▸ **EXERCISE REQUIREMENTS**:
• A. In the article on sarcoidosis, what year did Andrea Wilson and her husband establish the Foundation for Sarcoidosis Research?
• B. Please write out the part of the sarcoidosis article that opens with the words containing "But it was only" and closes with "the X-ray showed.".

=== SELECTED EXCERPT ===

For Andrea Wilson of Chicago, Valentine's Day 1994 marked the end of an eight-year search to identify the mystery disease that had turned her life into a living hell -- a daily routine of pain, fatigue and seemingly unconnected symptoms.
"I'd been consistently misdiagnosed for eight years," she recalls. "I was told it was multiple sclerosis. I was told it was a brain tumor. I was told it was just stress -- that I was freaking out, that it was nothing."
But it was only when a chest X-ray revealed massive scarring in her lungs that doctors determined that she suffered from sarcoidosis -- a condition in which the body's immune system triggers uncontrolled inflammation, wreaking havoc on internal organs.
Wilson, like most others with sarcoidosis, experienced particularly severe inflammation in her lungs. But even then, medical professionals hesitated to believe Wilson could have suffered the degree of damage the X-ray showed.
"I was sitting next to an old man in the doctor's waiting room," Wilson says. "The radiologist came out, looked at me and looked at the other guy, and said, 'I've mixed up these scans.'
"He thought my scans looked like an 80-year-old's scans."
Since her diagnosis, Wilson, now 43, has been waging a battle on two fronts. There is her personal struggle to control her disease, for which there is no cure. And there is the larger effort to increase awareness of the illness. In 2000, she and her husband established the Foundation for Sarcoidosis Research to that end.
But the disease has perhaps gotten the most attention from the untimely death of actor-comedian Bernie Mac last week. Mac battled the illness, which had plagued him with lung problems, for 25 years before he died Aug. 9, at the age of 50.
Mac's publicist has said it was pneumonia, not sarcoidosis, that led to Mac's death. But those with sarcoidosis have a known predisposition to pneumonia. And the loss resonated among those in the sarcoidosis community.
"Honestly, it just really sort of took my breath away," Wilson says. "It made me feel sick to my stomach."
Dr. David Moller, director of the Johns Hopkins University Sarcoidosis Clinic in Baltimore, says that while he has no details about Mac's medical condition, it is possible that the condition was linked to his death.

=== SOURCE MATERIAL ===

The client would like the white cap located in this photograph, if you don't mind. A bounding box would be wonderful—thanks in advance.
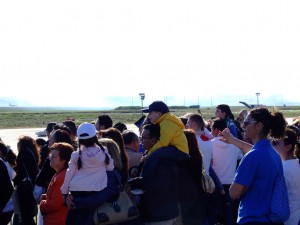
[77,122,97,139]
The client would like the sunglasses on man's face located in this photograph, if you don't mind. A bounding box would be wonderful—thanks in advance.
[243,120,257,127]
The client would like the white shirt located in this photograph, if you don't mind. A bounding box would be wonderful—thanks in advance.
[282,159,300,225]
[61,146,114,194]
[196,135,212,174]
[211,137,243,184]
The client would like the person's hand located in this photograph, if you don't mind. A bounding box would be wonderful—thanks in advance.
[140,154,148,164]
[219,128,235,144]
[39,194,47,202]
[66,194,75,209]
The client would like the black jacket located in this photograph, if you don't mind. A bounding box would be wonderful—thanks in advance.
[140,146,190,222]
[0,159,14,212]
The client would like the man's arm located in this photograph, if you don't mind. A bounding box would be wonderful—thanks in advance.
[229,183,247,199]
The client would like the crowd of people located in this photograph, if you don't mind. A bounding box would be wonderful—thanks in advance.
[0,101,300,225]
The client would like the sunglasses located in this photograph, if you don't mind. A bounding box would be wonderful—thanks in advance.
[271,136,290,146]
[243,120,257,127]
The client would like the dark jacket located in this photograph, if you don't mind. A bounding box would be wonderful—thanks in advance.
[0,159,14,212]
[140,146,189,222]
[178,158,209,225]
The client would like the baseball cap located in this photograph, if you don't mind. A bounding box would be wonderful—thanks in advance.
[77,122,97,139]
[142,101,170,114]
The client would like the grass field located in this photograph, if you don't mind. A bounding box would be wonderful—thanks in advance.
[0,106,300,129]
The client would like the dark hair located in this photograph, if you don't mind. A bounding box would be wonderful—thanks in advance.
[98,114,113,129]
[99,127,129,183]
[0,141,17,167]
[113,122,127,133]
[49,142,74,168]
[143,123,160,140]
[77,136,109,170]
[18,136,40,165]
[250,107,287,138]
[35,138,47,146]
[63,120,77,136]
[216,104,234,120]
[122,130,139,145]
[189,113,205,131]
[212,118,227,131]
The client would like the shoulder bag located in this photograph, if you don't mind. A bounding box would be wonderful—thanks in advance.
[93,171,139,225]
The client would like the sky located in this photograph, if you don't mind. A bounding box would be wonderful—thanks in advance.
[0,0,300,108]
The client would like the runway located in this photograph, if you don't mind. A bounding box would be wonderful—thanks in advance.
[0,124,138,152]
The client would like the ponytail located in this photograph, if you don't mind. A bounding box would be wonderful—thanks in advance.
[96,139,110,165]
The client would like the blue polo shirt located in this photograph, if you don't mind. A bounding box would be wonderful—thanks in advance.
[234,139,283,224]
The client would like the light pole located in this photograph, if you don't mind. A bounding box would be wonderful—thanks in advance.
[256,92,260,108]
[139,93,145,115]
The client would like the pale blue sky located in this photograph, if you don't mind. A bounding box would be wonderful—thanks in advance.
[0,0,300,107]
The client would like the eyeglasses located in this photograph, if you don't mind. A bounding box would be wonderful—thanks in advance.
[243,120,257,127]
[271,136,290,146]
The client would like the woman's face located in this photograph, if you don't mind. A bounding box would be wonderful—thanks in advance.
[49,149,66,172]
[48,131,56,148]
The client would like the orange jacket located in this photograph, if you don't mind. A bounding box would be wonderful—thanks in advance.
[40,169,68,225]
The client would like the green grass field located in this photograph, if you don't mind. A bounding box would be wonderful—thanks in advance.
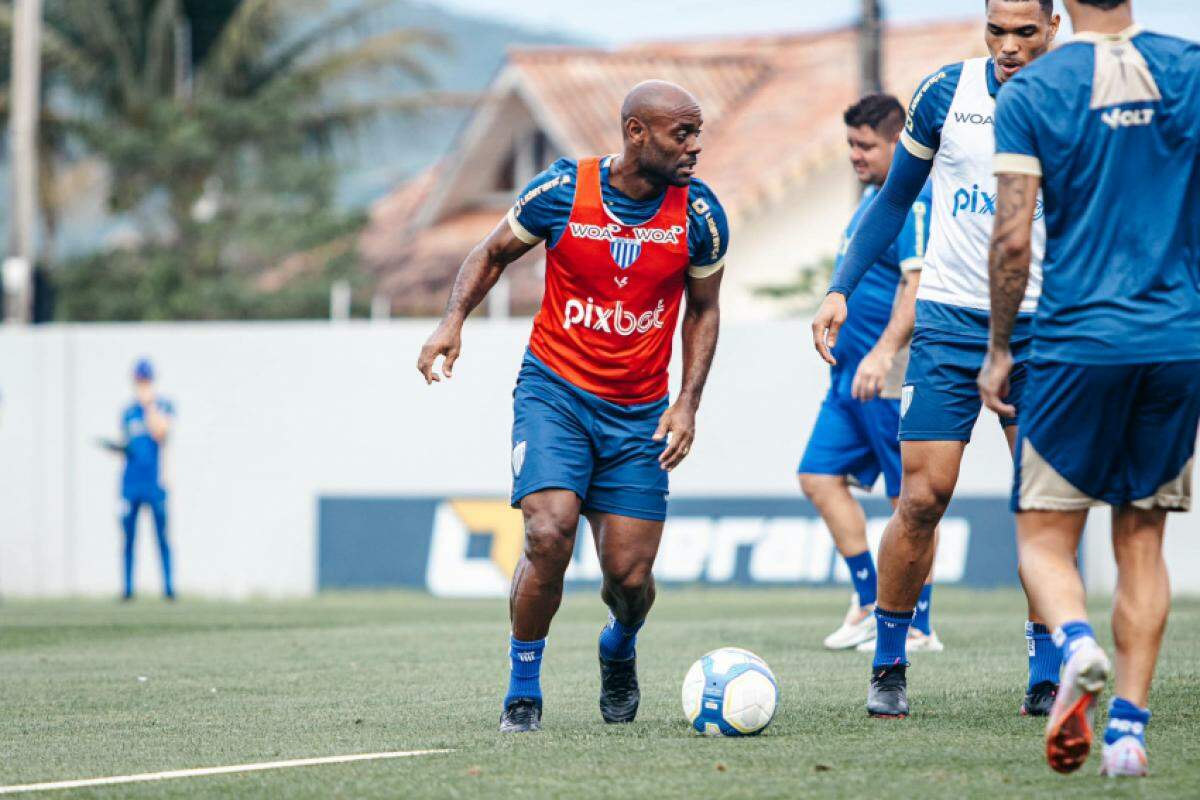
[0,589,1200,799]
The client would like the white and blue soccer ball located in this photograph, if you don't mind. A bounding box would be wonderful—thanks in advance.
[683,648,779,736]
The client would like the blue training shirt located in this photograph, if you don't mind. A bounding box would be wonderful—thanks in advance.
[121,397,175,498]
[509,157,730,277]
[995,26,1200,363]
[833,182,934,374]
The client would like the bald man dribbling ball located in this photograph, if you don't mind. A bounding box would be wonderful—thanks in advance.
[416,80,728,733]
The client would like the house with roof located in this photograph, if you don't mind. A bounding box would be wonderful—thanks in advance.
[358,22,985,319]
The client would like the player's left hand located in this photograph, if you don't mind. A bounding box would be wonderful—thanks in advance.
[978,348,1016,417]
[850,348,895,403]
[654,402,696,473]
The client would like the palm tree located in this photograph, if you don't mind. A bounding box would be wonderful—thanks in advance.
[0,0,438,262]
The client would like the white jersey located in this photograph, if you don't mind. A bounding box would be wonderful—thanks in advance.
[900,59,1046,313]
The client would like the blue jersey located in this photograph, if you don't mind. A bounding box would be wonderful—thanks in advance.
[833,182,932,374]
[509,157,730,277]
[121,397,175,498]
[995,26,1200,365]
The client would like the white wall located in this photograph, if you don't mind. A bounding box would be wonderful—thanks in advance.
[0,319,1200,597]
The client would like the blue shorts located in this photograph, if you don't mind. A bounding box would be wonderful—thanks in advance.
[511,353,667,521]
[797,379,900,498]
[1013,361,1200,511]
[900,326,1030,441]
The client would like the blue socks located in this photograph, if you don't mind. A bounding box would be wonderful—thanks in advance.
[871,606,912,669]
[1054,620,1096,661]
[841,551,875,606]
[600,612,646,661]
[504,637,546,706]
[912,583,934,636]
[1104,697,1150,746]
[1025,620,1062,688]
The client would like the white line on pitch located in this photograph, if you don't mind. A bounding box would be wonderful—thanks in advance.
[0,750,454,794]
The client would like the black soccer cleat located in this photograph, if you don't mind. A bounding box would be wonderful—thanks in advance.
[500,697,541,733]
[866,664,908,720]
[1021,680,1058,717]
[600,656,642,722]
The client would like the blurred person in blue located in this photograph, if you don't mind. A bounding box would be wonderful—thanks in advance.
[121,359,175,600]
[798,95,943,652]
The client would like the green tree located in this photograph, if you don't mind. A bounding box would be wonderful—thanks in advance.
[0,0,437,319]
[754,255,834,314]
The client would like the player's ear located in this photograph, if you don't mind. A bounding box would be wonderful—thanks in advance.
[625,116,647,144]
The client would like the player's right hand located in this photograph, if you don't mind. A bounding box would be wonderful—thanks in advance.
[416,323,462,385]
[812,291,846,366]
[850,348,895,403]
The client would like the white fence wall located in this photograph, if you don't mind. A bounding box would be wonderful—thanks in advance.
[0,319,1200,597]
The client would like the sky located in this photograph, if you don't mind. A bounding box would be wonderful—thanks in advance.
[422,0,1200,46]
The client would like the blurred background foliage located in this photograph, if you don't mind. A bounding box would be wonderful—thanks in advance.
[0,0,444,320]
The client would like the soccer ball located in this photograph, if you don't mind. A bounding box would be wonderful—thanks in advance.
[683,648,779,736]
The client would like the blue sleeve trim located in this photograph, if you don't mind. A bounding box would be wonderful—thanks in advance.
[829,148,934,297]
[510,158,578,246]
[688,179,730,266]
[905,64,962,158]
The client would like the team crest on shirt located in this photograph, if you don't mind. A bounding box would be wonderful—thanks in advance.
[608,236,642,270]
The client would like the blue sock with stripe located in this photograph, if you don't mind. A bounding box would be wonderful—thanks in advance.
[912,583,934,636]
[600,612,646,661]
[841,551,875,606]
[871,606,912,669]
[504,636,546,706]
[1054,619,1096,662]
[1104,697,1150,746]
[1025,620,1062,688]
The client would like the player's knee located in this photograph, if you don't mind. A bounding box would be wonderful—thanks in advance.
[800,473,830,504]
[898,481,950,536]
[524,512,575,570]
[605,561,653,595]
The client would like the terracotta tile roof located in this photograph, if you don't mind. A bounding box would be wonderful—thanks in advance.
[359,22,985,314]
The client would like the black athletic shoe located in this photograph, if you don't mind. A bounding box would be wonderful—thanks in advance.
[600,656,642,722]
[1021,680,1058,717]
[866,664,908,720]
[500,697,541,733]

===

▸ **OUTPUTS BY TASK**:
• A. 2000

• B.
But it was only when a chest X-ray revealed massive scarring in her lungs that doctors determined that she suffered from sarcoidosis -- a condition in which the body's immune system triggers uncontrolled inflammation, wreaking havoc on internal organs.
Wilson, like most others with sarcoidosis, experienced particularly severe inflammation in her lungs. But even then, medical professionals hesitated to believe Wilson could have suffered the degree of damage the X-ray showed.